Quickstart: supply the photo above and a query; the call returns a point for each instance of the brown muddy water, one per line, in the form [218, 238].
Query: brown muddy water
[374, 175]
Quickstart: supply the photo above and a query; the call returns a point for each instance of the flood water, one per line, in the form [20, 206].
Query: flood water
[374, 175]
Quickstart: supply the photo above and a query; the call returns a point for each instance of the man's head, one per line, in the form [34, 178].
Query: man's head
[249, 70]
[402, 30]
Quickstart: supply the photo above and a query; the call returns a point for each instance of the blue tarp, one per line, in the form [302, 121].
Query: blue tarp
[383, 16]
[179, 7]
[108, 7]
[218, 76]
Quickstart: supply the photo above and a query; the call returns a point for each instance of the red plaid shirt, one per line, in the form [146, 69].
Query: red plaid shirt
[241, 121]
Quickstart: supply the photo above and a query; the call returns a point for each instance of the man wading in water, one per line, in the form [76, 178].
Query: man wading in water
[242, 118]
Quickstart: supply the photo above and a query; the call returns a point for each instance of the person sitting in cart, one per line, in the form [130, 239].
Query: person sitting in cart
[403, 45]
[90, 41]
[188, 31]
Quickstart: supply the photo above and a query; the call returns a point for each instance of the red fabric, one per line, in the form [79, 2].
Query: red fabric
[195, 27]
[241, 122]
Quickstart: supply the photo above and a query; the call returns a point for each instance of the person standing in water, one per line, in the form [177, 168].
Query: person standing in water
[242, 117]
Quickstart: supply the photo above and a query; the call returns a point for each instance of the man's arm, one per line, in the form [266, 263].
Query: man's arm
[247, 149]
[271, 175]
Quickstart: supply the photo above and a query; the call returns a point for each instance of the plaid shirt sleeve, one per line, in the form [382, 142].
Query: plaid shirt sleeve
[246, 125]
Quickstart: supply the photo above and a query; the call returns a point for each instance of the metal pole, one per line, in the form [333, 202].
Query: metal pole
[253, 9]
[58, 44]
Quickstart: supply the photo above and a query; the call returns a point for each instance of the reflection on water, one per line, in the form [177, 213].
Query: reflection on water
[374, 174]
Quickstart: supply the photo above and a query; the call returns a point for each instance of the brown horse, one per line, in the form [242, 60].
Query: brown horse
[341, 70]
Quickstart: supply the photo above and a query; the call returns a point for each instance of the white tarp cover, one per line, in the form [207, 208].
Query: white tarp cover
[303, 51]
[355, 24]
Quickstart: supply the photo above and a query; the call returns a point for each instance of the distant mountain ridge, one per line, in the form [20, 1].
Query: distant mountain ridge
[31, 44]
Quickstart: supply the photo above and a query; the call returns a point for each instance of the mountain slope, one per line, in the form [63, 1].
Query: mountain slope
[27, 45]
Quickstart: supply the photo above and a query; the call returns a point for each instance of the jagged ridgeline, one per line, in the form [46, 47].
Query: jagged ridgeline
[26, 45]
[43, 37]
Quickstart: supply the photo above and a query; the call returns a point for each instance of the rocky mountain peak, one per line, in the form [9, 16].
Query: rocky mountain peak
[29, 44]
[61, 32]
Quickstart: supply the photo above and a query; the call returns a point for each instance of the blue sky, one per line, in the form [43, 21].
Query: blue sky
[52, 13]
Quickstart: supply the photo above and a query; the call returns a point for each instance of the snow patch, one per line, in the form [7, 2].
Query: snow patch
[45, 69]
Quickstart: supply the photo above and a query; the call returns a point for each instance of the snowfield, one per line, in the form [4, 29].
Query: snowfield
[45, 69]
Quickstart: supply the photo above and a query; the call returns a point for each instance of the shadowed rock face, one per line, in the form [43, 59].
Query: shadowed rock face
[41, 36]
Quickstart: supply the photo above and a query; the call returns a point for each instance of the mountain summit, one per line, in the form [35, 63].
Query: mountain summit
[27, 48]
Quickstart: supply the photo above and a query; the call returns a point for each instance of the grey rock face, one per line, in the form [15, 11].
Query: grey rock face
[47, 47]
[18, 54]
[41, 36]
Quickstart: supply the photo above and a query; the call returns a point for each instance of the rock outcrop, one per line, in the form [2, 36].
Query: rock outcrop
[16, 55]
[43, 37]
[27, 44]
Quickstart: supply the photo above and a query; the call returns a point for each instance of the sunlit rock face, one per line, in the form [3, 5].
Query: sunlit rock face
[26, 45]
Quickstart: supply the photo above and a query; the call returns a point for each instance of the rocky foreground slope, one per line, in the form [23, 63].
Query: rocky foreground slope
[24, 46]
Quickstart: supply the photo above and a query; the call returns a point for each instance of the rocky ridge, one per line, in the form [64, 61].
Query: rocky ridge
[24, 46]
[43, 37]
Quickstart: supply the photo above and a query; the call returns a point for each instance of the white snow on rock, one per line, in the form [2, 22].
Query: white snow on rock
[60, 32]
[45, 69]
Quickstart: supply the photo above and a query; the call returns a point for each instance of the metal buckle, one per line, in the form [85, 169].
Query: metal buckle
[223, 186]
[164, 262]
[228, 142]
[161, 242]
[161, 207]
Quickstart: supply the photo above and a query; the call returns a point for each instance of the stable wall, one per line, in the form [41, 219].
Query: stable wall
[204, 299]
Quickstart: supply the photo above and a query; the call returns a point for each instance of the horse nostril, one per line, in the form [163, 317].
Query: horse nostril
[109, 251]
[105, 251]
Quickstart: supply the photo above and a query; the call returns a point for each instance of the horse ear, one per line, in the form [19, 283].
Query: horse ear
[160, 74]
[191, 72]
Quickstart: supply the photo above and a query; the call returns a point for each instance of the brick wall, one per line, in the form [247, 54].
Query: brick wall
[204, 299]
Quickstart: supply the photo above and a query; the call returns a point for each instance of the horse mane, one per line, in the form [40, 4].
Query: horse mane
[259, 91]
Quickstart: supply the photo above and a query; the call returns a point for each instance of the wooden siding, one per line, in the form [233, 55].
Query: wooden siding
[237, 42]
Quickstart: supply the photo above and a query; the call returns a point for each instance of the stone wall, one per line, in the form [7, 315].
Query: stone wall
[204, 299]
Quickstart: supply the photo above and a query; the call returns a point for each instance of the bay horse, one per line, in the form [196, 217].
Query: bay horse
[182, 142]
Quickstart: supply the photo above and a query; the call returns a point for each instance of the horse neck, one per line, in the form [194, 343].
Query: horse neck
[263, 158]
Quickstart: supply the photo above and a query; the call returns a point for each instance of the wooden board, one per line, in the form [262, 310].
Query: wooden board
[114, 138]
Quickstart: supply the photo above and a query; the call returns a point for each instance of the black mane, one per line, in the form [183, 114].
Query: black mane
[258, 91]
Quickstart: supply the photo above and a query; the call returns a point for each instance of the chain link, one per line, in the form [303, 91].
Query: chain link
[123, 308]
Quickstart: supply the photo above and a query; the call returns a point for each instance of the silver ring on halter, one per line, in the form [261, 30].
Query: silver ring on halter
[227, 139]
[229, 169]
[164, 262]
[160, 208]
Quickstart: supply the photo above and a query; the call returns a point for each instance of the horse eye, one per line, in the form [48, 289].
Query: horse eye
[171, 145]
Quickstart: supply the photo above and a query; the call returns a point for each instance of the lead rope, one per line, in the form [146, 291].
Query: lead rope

→ Assignment:
The string "lead" marks the lines to copy; report each of them from the data above.

→ Answer to this exercise:
Quickstart: supply the photo above and a query; the call returns a point for each instance of the lead rope, one per line, in the form [146, 291].
Query: lead rope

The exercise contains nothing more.